TASK MATERIAL:
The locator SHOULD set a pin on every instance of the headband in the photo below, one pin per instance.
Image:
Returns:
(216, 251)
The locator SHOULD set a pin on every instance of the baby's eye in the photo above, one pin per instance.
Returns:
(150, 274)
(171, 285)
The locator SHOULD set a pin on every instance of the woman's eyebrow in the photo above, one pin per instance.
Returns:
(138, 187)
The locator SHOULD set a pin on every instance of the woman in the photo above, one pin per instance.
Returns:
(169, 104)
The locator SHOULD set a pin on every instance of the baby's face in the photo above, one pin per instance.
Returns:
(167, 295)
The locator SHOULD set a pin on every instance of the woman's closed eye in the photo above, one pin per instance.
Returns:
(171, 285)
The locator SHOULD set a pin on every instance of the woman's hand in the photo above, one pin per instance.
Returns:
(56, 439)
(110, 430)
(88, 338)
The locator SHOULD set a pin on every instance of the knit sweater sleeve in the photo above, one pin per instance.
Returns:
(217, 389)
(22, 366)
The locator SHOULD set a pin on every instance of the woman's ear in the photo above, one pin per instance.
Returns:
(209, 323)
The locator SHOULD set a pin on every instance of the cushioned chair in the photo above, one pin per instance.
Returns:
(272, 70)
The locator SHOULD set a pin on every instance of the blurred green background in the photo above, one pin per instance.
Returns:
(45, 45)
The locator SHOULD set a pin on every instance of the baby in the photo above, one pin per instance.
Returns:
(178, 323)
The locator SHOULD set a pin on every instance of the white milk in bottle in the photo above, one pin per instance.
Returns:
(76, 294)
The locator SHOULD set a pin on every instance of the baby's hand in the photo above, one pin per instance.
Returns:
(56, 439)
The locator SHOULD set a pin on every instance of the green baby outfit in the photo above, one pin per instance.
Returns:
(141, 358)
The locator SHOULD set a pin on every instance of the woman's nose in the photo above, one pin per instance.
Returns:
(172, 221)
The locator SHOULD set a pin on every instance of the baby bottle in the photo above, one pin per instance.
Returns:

* * *

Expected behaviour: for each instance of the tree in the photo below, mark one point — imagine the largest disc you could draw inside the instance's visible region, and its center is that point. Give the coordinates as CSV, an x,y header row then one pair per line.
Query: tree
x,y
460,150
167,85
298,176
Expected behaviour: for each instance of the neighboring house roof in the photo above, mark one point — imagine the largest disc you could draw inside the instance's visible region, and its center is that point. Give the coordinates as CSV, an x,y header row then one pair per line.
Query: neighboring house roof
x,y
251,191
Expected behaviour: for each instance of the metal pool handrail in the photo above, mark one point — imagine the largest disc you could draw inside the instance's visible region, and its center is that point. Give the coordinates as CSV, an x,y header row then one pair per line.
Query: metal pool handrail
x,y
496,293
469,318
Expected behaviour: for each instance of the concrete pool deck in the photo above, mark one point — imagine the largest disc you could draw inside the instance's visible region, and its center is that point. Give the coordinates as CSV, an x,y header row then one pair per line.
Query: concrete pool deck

--

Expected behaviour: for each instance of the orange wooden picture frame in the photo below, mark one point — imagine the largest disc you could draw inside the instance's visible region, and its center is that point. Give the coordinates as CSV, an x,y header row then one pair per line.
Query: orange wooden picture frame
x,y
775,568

EXERCISE BRIEF:
Determine the number of lines in the data that include the string "draw". Only that number belongs in the answer.

ANSWER SECTION:
5